> **PROBLEM REQUIREMENTS**
Copy all the entries below exactly, but not the pictures.

> **MATERIAL FOR THE TASK**
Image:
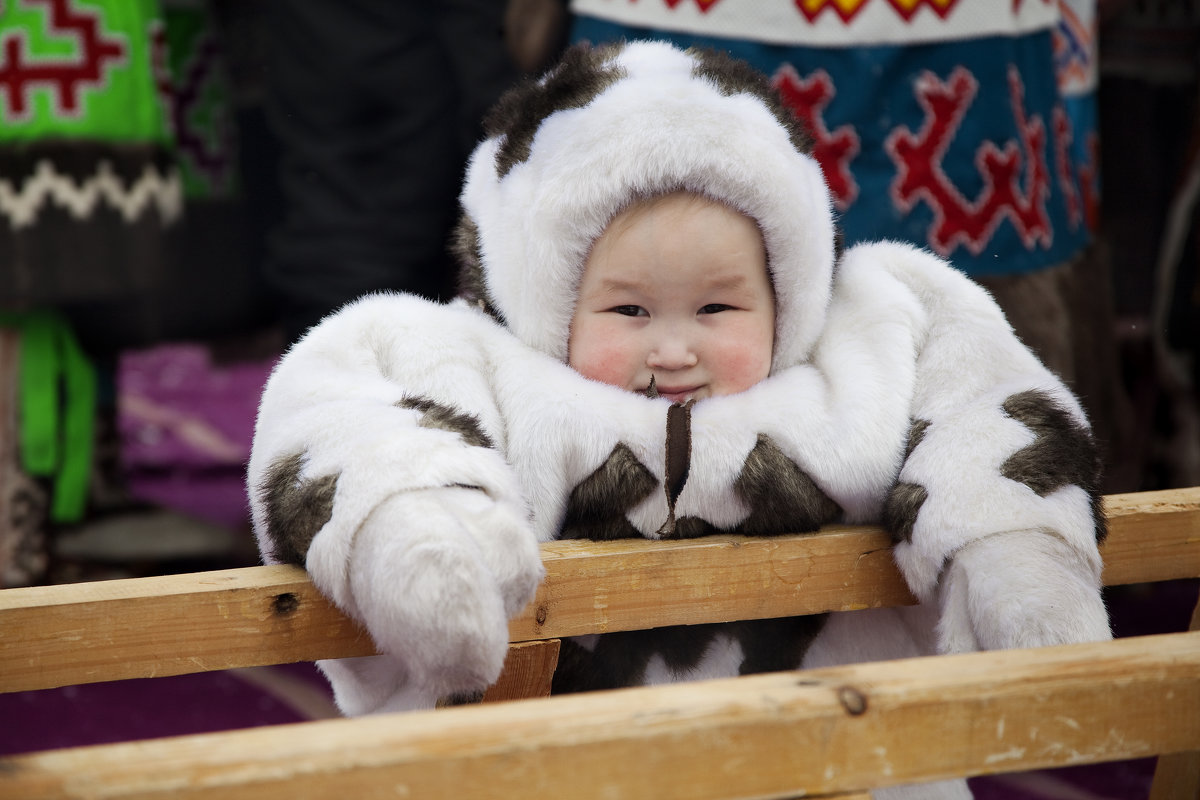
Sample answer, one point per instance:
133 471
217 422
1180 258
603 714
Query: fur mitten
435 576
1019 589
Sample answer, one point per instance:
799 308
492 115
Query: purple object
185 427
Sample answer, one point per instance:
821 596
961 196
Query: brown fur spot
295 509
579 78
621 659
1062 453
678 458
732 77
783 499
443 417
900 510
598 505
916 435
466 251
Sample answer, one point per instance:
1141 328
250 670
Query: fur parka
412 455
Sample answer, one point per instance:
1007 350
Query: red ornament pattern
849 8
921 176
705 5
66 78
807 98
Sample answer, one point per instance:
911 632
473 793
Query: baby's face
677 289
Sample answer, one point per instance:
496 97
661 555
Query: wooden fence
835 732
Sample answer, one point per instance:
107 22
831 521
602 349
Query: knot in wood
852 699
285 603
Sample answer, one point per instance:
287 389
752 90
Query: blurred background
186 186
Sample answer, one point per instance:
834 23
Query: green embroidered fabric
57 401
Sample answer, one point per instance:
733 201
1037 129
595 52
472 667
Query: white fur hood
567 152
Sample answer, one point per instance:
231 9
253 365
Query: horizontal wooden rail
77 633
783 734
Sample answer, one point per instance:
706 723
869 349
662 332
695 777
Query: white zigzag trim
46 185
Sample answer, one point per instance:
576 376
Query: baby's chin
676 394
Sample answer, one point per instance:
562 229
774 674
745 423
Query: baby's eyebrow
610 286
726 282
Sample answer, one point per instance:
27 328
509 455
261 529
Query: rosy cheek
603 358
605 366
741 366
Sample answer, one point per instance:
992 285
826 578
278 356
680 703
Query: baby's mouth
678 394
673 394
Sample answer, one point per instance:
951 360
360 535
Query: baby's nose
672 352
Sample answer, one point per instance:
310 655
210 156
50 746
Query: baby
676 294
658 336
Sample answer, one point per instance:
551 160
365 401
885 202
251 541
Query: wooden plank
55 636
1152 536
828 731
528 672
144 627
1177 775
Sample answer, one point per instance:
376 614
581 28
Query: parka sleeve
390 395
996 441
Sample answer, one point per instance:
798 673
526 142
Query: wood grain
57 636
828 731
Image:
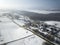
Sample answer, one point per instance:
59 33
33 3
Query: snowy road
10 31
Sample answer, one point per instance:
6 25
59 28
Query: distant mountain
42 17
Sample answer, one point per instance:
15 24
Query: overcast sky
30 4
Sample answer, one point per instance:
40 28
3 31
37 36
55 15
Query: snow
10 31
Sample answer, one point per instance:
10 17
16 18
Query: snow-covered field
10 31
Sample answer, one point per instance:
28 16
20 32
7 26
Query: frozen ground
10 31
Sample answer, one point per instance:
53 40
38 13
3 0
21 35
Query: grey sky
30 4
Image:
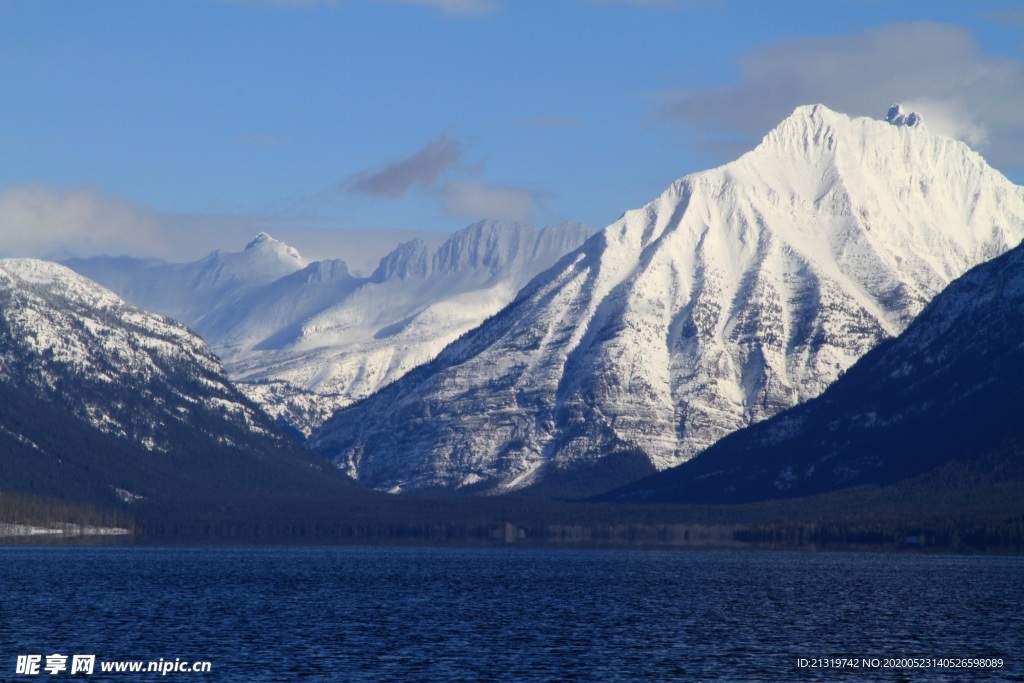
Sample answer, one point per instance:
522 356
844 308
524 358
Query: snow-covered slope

> **THE SOLUTION**
Image:
Sample answer, one point per instance:
133 471
217 422
1180 258
603 714
Query: fur mitten
435 576
1019 589
Sample answer, one point per instance:
799 308
492 115
Query: purple object
185 427
Sample answer, one point per instance:
821 596
961 196
Query: brown fur spot
295 509
579 78
621 659
1062 453
678 458
732 77
783 499
443 417
900 510
598 505
916 435
466 251
Sample answer, one point per instance:
1141 328
250 670
Query: fur parka
412 455
Sample answer, one point per instance:
1007 350
Query: red ornament pattern
849 8
921 176
705 5
66 78
807 98
Sample answer, one point per instance:
911 632
473 793
Query: baby's face
677 289
Sample answer, one point per instance:
496 97
661 555
Query: wooden fence
835 732
Sample answer, one point per instance:
107 22
831 521
602 349
Query: knot in wood
852 699
285 603
Sample answer, one point per instance:
287 389
752 90
Query: blurred background
186 186
Sample answer, one point per instance:
834 23
Query: green embroidered fabric
57 401
Sample answer, one point per instance:
733 201
1037 129
595 52
472 667
Query: white fur hood
567 152
Sample answer, one point per instance:
231 9
253 365
Query: horizontal wooden rail
77 633
783 734
Sample answer, one point per instance:
706 723
869 349
662 332
695 777
Query: white zigzag trim
46 185
Sample answer, one point per instance:
576 376
Query: baby's chin
676 394
Sample answer, one point per instance:
562 229
774 674
745 423
Query: baby's eyebrow
610 286
726 282
Sample answer, one point per instance:
27 328
509 455
261 529
Query: rosy cheek
603 358
605 366
741 366
Sample answer, one point per instance:
992 285
826 578
278 356
680 703
Query: baby's mouth
678 394
673 394
Sample answer, one point per instance:
951 360
360 535
Query: baby's nose
672 352
Sample answer, one point per instance:
310 655
210 156
50 746
Query: baby
676 294
658 336
Sample answer, one point per instance:
551 160
365 401
885 202
251 541
Query: wooden plank
55 636
1152 536
828 731
528 672
144 627
1177 775
Sample answer, one point per instance:
376 614
581 28
Query: parka sleeve
390 395
996 441
Sample answer, one point per instance:
798 673
526 142
Query: wood grain
57 636
828 731
Image:
Sample answer, one point per instance:
59 33
33 3
Query: snowy road
10 31
Sample answer, one point per instance:
6 25
59 28
Query: distant mountain
42 17
Sample answer, one point per instance:
15 24
Query: overcast sky
30 4
Sample answer, one point per instance:
40 28
3 31
37 36
55 15
Query: snow
10 31
Sample answer, one point per instance:
10 17
16 18
Query: snow-covered field
10 31
Sample answer, one point per instance:
28 16
20 32
7 26
Query: frozen ground
10 31
Sample answer, one point per instance:
53 40
38 13
3 0
21 35
Query: grey sky
30 4
Image:
Sample answer, one point per instance:
522 356
844 308
524 358
Query: snow-covered slope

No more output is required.